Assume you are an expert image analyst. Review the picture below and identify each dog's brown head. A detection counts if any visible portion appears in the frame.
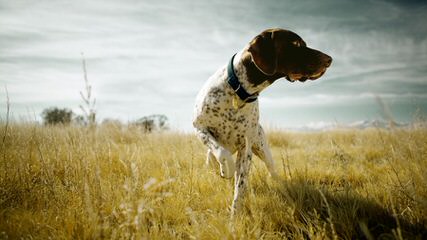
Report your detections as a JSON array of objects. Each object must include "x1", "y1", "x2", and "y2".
[{"x1": 247, "y1": 28, "x2": 332, "y2": 82}]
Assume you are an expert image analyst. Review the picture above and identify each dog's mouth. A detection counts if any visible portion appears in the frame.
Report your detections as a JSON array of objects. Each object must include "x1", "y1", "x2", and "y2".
[{"x1": 285, "y1": 68, "x2": 326, "y2": 82}]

===============

▶ [PROBLEM DETAILS]
Replace "expert image analyst" with "skilled image analyst" throughout the data above, and write out its lines again with nothing else altered. Leave the pictures out.

▶ [COMPLETED EXERCISE]
Assume you are an skilled image analyst. Review the picture below and identify each dog's brown head. A detection counts if any visible portion appears in the frame.
Report your detections as a JSON array of objects. Each object must include "x1", "y1", "x2", and "y2".
[{"x1": 247, "y1": 28, "x2": 332, "y2": 82}]
Assume you are an skilled image analyst. Review the picture above and identify each dog's mouth. A detection counts if any visible portion appears in the frame.
Report your detections as a JSON array of objects. Each object must include "x1", "y1", "x2", and "y2".
[{"x1": 285, "y1": 68, "x2": 326, "y2": 82}]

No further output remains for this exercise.